Entries from a pointing dataset
□ □ □

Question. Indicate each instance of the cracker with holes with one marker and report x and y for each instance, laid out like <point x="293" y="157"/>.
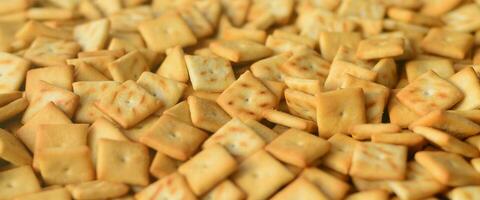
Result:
<point x="174" y="138"/>
<point x="89" y="93"/>
<point x="447" y="43"/>
<point x="447" y="142"/>
<point x="210" y="74"/>
<point x="379" y="161"/>
<point x="51" y="52"/>
<point x="237" y="138"/>
<point x="206" y="114"/>
<point x="12" y="72"/>
<point x="92" y="35"/>
<point x="65" y="165"/>
<point x="208" y="168"/>
<point x="338" y="111"/>
<point x="123" y="161"/>
<point x="448" y="168"/>
<point x="166" y="31"/>
<point x="240" y="50"/>
<point x="246" y="98"/>
<point x="260" y="175"/>
<point x="429" y="92"/>
<point x="298" y="148"/>
<point x="128" y="67"/>
<point x="128" y="104"/>
<point x="376" y="96"/>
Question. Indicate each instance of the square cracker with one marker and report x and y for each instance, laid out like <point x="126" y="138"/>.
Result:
<point x="447" y="43"/>
<point x="379" y="161"/>
<point x="166" y="31"/>
<point x="18" y="181"/>
<point x="44" y="93"/>
<point x="128" y="67"/>
<point x="123" y="161"/>
<point x="65" y="165"/>
<point x="208" y="168"/>
<point x="128" y="104"/>
<point x="237" y="138"/>
<point x="240" y="50"/>
<point x="211" y="74"/>
<point x="206" y="114"/>
<point x="12" y="72"/>
<point x="429" y="92"/>
<point x="89" y="93"/>
<point x="246" y="98"/>
<point x="298" y="148"/>
<point x="174" y="138"/>
<point x="170" y="187"/>
<point x="51" y="52"/>
<point x="467" y="81"/>
<point x="376" y="96"/>
<point x="338" y="110"/>
<point x="448" y="168"/>
<point x="260" y="175"/>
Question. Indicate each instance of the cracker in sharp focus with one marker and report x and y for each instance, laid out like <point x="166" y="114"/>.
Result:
<point x="429" y="92"/>
<point x="447" y="142"/>
<point x="260" y="175"/>
<point x="97" y="189"/>
<point x="208" y="168"/>
<point x="237" y="138"/>
<point x="448" y="168"/>
<point x="375" y="161"/>
<point x="365" y="131"/>
<point x="450" y="122"/>
<point x="51" y="52"/>
<point x="209" y="74"/>
<point x="65" y="165"/>
<point x="447" y="43"/>
<point x="92" y="35"/>
<point x="128" y="104"/>
<point x="467" y="81"/>
<point x="12" y="72"/>
<point x="168" y="91"/>
<point x="174" y="138"/>
<point x="338" y="110"/>
<point x="240" y="50"/>
<point x="44" y="93"/>
<point x="166" y="31"/>
<point x="298" y="148"/>
<point x="123" y="161"/>
<point x="246" y="98"/>
<point x="18" y="181"/>
<point x="206" y="114"/>
<point x="376" y="96"/>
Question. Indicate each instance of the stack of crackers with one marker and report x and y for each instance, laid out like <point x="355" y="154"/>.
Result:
<point x="239" y="99"/>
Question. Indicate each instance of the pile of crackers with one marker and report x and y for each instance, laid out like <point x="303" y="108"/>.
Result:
<point x="239" y="99"/>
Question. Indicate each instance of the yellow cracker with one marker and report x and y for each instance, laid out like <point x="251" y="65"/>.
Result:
<point x="51" y="52"/>
<point x="237" y="138"/>
<point x="128" y="104"/>
<point x="338" y="110"/>
<point x="209" y="74"/>
<point x="12" y="72"/>
<point x="206" y="114"/>
<point x="122" y="161"/>
<point x="92" y="35"/>
<point x="448" y="168"/>
<point x="174" y="138"/>
<point x="158" y="33"/>
<point x="260" y="175"/>
<point x="240" y="50"/>
<point x="298" y="148"/>
<point x="429" y="92"/>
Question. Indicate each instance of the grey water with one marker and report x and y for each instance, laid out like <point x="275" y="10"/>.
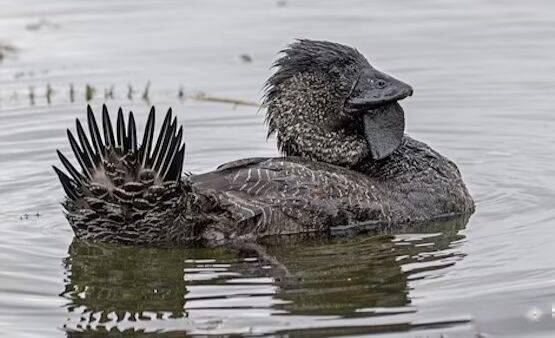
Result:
<point x="484" y="80"/>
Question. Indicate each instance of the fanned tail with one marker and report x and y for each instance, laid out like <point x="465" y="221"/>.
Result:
<point x="119" y="185"/>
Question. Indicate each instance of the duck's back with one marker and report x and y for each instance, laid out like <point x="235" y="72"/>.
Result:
<point x="269" y="196"/>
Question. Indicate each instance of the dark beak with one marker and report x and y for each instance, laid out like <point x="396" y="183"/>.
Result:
<point x="375" y="95"/>
<point x="374" y="89"/>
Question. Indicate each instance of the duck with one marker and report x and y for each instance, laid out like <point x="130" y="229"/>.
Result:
<point x="346" y="164"/>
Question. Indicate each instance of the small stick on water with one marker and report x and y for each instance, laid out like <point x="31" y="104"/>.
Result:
<point x="71" y="93"/>
<point x="32" y="95"/>
<point x="49" y="93"/>
<point x="89" y="92"/>
<point x="204" y="97"/>
<point x="129" y="92"/>
<point x="181" y="93"/>
<point x="109" y="92"/>
<point x="145" y="92"/>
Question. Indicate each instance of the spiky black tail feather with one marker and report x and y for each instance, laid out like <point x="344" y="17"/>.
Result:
<point x="165" y="162"/>
<point x="121" y="187"/>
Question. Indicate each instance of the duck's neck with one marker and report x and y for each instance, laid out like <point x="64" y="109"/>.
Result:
<point x="410" y="158"/>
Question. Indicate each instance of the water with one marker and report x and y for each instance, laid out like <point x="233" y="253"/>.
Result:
<point x="483" y="78"/>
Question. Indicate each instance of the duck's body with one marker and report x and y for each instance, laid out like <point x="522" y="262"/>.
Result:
<point x="347" y="169"/>
<point x="275" y="196"/>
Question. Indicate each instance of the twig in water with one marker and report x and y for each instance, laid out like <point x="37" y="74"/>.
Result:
<point x="49" y="93"/>
<point x="129" y="92"/>
<point x="71" y="93"/>
<point x="145" y="92"/>
<point x="181" y="93"/>
<point x="89" y="92"/>
<point x="109" y="92"/>
<point x="32" y="95"/>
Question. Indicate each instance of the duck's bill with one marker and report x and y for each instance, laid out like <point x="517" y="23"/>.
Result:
<point x="384" y="128"/>
<point x="374" y="89"/>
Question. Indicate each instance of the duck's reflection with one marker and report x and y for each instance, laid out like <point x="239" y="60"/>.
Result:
<point x="116" y="288"/>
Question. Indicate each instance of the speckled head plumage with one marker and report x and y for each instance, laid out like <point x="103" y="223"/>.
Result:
<point x="317" y="100"/>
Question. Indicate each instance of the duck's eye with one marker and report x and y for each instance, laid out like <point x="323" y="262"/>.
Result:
<point x="381" y="83"/>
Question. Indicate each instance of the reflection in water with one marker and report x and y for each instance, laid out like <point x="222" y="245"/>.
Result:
<point x="118" y="288"/>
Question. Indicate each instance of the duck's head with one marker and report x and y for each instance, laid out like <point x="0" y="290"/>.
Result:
<point x="326" y="102"/>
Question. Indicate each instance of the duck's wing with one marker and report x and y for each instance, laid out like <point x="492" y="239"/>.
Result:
<point x="289" y="195"/>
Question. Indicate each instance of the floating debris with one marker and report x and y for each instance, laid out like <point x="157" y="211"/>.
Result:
<point x="49" y="93"/>
<point x="246" y="58"/>
<point x="42" y="23"/>
<point x="109" y="93"/>
<point x="6" y="49"/>
<point x="201" y="96"/>
<point x="181" y="93"/>
<point x="89" y="92"/>
<point x="129" y="92"/>
<point x="32" y="95"/>
<point x="146" y="92"/>
<point x="71" y="93"/>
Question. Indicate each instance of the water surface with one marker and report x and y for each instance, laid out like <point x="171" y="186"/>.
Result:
<point x="483" y="78"/>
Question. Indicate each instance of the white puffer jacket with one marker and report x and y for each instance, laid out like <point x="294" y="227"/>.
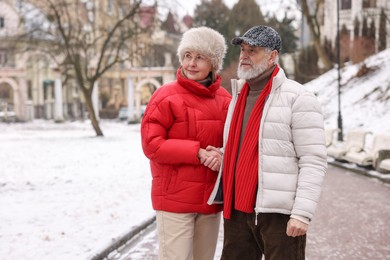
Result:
<point x="292" y="151"/>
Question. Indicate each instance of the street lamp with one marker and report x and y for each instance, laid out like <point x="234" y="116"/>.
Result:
<point x="339" y="118"/>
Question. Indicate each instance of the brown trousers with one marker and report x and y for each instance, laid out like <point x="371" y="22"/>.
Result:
<point x="245" y="240"/>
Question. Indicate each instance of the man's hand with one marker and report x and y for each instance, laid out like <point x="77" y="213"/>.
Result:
<point x="296" y="228"/>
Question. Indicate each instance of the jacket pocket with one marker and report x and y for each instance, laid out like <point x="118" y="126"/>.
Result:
<point x="191" y="115"/>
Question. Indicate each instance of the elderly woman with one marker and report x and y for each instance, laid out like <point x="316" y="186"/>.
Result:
<point x="182" y="118"/>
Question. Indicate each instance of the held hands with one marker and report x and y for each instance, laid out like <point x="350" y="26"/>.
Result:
<point x="296" y="228"/>
<point x="210" y="157"/>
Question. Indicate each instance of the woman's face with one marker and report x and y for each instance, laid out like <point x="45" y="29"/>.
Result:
<point x="196" y="66"/>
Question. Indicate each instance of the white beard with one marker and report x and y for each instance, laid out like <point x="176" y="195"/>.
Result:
<point x="253" y="72"/>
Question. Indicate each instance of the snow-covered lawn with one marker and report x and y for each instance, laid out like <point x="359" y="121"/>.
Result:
<point x="66" y="194"/>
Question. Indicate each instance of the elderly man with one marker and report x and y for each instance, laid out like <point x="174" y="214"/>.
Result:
<point x="274" y="158"/>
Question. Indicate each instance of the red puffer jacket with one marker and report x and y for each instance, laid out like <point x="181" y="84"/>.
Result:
<point x="182" y="117"/>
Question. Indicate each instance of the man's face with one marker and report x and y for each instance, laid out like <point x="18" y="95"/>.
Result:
<point x="253" y="61"/>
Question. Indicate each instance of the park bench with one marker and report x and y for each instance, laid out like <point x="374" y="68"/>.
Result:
<point x="369" y="156"/>
<point x="355" y="141"/>
<point x="383" y="161"/>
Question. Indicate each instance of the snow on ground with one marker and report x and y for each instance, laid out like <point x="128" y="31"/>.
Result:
<point x="365" y="101"/>
<point x="66" y="194"/>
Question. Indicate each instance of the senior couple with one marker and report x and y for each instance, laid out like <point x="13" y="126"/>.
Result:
<point x="258" y="154"/>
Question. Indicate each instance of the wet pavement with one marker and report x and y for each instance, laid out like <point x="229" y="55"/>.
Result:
<point x="352" y="222"/>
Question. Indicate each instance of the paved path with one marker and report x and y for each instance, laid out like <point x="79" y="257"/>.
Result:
<point x="352" y="222"/>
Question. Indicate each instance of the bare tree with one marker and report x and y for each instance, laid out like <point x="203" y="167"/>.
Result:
<point x="89" y="37"/>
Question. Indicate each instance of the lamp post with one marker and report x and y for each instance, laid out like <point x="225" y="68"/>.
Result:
<point x="339" y="118"/>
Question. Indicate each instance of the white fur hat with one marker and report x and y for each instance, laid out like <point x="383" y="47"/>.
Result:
<point x="207" y="42"/>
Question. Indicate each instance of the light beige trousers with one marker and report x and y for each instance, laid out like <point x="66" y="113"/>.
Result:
<point x="187" y="236"/>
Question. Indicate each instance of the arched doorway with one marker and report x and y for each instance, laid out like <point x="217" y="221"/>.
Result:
<point x="6" y="98"/>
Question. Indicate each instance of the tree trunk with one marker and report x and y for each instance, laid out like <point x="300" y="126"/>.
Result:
<point x="91" y="112"/>
<point x="316" y="37"/>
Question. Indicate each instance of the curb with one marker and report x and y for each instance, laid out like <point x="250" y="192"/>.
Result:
<point x="361" y="170"/>
<point x="123" y="239"/>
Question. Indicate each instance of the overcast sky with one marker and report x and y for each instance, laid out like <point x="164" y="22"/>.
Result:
<point x="188" y="6"/>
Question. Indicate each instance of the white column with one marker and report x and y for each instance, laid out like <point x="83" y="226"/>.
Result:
<point x="95" y="99"/>
<point x="130" y="99"/>
<point x="58" y="108"/>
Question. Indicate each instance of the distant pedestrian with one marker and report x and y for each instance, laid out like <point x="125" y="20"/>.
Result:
<point x="274" y="156"/>
<point x="182" y="118"/>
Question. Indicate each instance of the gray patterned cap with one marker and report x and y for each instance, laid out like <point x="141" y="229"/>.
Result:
<point x="260" y="36"/>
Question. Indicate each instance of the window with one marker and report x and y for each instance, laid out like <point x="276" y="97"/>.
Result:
<point x="346" y="4"/>
<point x="369" y="3"/>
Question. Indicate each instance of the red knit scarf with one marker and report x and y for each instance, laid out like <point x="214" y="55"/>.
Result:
<point x="243" y="172"/>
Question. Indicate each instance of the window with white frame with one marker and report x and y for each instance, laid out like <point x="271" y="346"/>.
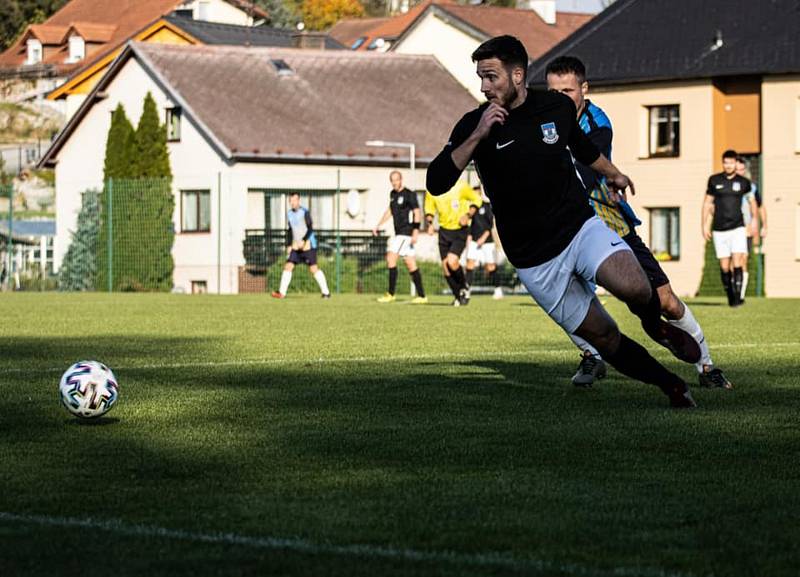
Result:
<point x="77" y="48"/>
<point x="34" y="51"/>
<point x="203" y="10"/>
<point x="665" y="233"/>
<point x="174" y="124"/>
<point x="664" y="131"/>
<point x="195" y="210"/>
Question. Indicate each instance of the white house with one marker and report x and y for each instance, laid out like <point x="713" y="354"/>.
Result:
<point x="245" y="120"/>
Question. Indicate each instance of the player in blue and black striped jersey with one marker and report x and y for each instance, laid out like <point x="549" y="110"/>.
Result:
<point x="567" y="75"/>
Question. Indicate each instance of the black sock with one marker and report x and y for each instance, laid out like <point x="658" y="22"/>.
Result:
<point x="650" y="313"/>
<point x="633" y="360"/>
<point x="738" y="279"/>
<point x="417" y="278"/>
<point x="458" y="278"/>
<point x="452" y="284"/>
<point x="469" y="276"/>
<point x="727" y="282"/>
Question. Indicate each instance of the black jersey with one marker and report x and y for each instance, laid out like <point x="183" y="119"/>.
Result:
<point x="527" y="170"/>
<point x="402" y="204"/>
<point x="727" y="193"/>
<point x="481" y="222"/>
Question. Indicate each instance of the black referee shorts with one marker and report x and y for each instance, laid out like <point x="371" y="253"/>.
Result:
<point x="652" y="269"/>
<point x="452" y="241"/>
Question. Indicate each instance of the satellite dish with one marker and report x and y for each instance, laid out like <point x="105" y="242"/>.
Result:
<point x="353" y="203"/>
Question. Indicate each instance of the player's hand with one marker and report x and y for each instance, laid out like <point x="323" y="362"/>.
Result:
<point x="494" y="114"/>
<point x="618" y="183"/>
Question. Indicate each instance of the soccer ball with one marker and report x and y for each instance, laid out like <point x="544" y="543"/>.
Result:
<point x="88" y="389"/>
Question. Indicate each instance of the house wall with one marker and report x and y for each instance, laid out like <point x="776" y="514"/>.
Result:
<point x="780" y="115"/>
<point x="448" y="44"/>
<point x="196" y="165"/>
<point x="666" y="182"/>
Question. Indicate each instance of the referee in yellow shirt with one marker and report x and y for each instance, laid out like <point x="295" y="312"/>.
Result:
<point x="455" y="208"/>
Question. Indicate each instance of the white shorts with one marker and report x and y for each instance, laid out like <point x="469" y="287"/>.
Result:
<point x="401" y="244"/>
<point x="727" y="242"/>
<point x="564" y="285"/>
<point x="483" y="254"/>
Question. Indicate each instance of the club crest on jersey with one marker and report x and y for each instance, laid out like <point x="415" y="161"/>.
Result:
<point x="550" y="133"/>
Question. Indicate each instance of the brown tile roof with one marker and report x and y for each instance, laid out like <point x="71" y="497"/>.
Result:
<point x="348" y="30"/>
<point x="325" y="110"/>
<point x="537" y="36"/>
<point x="127" y="16"/>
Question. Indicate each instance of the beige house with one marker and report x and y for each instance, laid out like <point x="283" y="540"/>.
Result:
<point x="697" y="84"/>
<point x="246" y="125"/>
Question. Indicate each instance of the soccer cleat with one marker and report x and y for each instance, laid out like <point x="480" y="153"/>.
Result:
<point x="463" y="296"/>
<point x="680" y="397"/>
<point x="714" y="378"/>
<point x="591" y="368"/>
<point x="675" y="340"/>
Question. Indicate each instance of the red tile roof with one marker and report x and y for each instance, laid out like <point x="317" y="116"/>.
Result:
<point x="96" y="18"/>
<point x="527" y="25"/>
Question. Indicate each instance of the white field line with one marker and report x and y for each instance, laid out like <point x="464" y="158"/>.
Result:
<point x="484" y="355"/>
<point x="303" y="546"/>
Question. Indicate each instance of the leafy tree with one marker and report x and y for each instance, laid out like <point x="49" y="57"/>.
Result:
<point x="282" y="13"/>
<point x="322" y="14"/>
<point x="78" y="270"/>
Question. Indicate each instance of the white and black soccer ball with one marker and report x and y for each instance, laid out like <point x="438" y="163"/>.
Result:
<point x="88" y="389"/>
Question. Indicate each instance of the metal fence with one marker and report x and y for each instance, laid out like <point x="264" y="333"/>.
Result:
<point x="125" y="238"/>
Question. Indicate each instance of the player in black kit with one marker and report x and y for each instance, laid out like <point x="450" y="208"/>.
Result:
<point x="723" y="221"/>
<point x="404" y="211"/>
<point x="523" y="144"/>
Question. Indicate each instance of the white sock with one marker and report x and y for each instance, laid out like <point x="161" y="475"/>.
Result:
<point x="583" y="345"/>
<point x="689" y="324"/>
<point x="286" y="278"/>
<point x="319" y="276"/>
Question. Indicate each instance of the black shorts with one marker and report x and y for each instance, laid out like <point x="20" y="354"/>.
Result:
<point x="303" y="256"/>
<point x="652" y="269"/>
<point x="452" y="241"/>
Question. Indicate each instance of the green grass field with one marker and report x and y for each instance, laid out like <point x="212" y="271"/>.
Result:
<point x="308" y="437"/>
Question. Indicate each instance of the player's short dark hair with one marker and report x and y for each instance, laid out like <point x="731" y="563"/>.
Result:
<point x="567" y="65"/>
<point x="507" y="49"/>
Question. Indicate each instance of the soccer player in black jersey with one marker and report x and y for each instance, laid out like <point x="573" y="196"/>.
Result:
<point x="723" y="222"/>
<point x="523" y="144"/>
<point x="567" y="74"/>
<point x="404" y="211"/>
<point x="480" y="247"/>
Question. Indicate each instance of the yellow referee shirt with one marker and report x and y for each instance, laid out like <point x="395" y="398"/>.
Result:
<point x="452" y="205"/>
<point x="603" y="207"/>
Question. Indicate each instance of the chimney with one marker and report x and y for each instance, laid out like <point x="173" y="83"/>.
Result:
<point x="546" y="9"/>
<point x="312" y="40"/>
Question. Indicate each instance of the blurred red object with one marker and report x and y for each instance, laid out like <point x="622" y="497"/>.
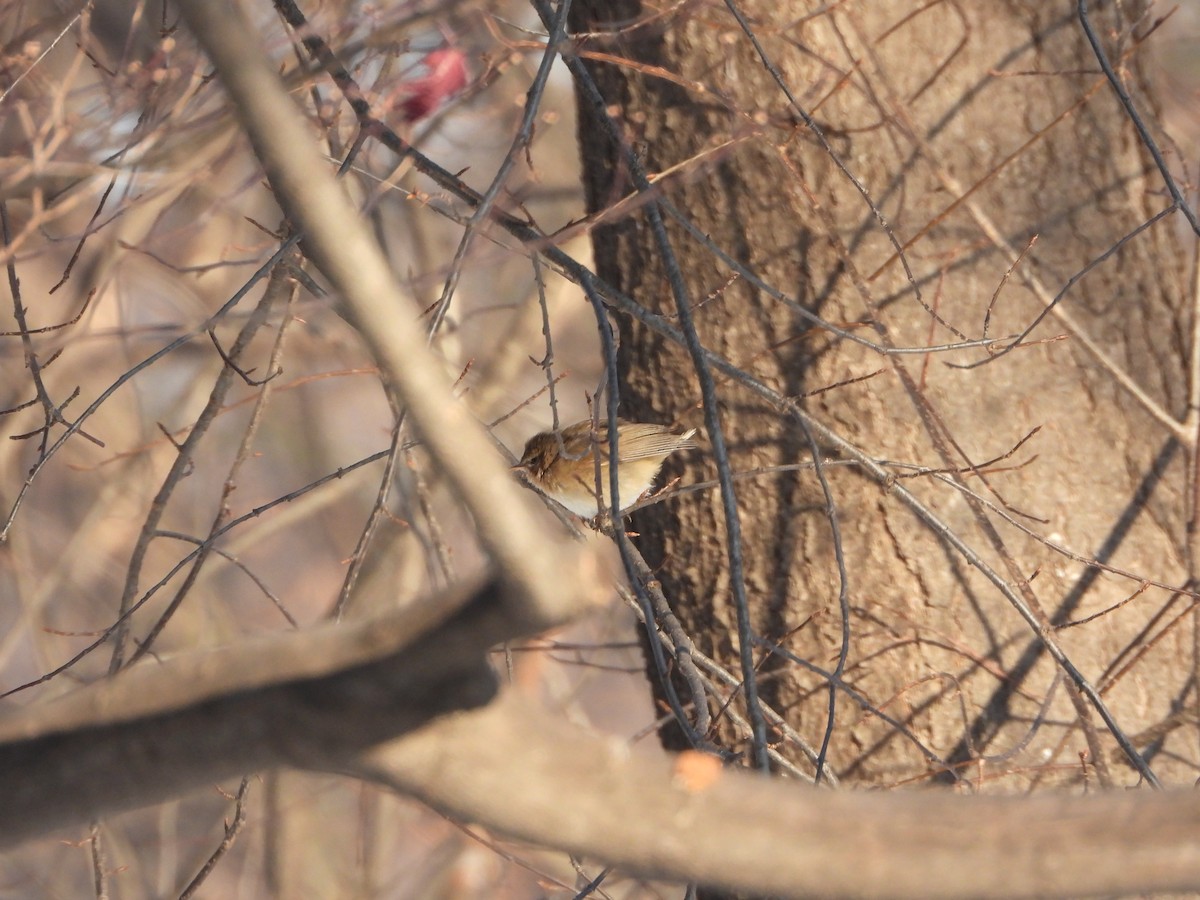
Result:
<point x="420" y="96"/>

□ □ □

▸ **Instructions to follow**
Restate word for word only the lines from the one with "Question. Indicate each instance of the player in black" through the last line of the material, both included. Any picture should be left out.

▸ **Solution below**
Question. Indicate each instance of the player in black kit with one marker and report x and y for each instance, laid out like <point x="450" y="208"/>.
Result:
<point x="723" y="221"/>
<point x="404" y="211"/>
<point x="523" y="144"/>
Question. Indicate each instance of the white sock with one marker and report x and y for each instance, laid out like <point x="161" y="475"/>.
Result:
<point x="583" y="345"/>
<point x="689" y="324"/>
<point x="286" y="278"/>
<point x="319" y="276"/>
Question. Indicate each instance of the black shorts with one marker and report x and y for each instance, laid out like <point x="20" y="354"/>.
Result:
<point x="303" y="256"/>
<point x="652" y="269"/>
<point x="452" y="241"/>
Question. Indicate each instance of the green grass field with one marker and report x and y for each instance, laid out like <point x="212" y="271"/>.
Result:
<point x="308" y="437"/>
Question. Indicate each instance of the player's short dark hair with one marker and report x and y for each instance, laid out like <point x="731" y="563"/>.
Result:
<point x="567" y="65"/>
<point x="507" y="49"/>
Question. Indicate each instance of the soccer player in black jersey with one marker and report x and y for each instance, laid out like <point x="573" y="196"/>.
Result:
<point x="723" y="222"/>
<point x="523" y="144"/>
<point x="567" y="74"/>
<point x="404" y="211"/>
<point x="480" y="247"/>
Question. Indicate each instance of the yellow referee shirt with one marker and report x and y for each instance, laid out like <point x="395" y="398"/>.
Result:
<point x="452" y="205"/>
<point x="603" y="207"/>
Question. Indicate each instance of the chimney with one marker and report x and y for each instance, laid out like <point x="173" y="83"/>.
Result:
<point x="546" y="9"/>
<point x="312" y="40"/>
Question. Indicate each instance of the blurred red object with one marker and report x and y for each instance, laid out like <point x="622" y="497"/>.
Result:
<point x="420" y="96"/>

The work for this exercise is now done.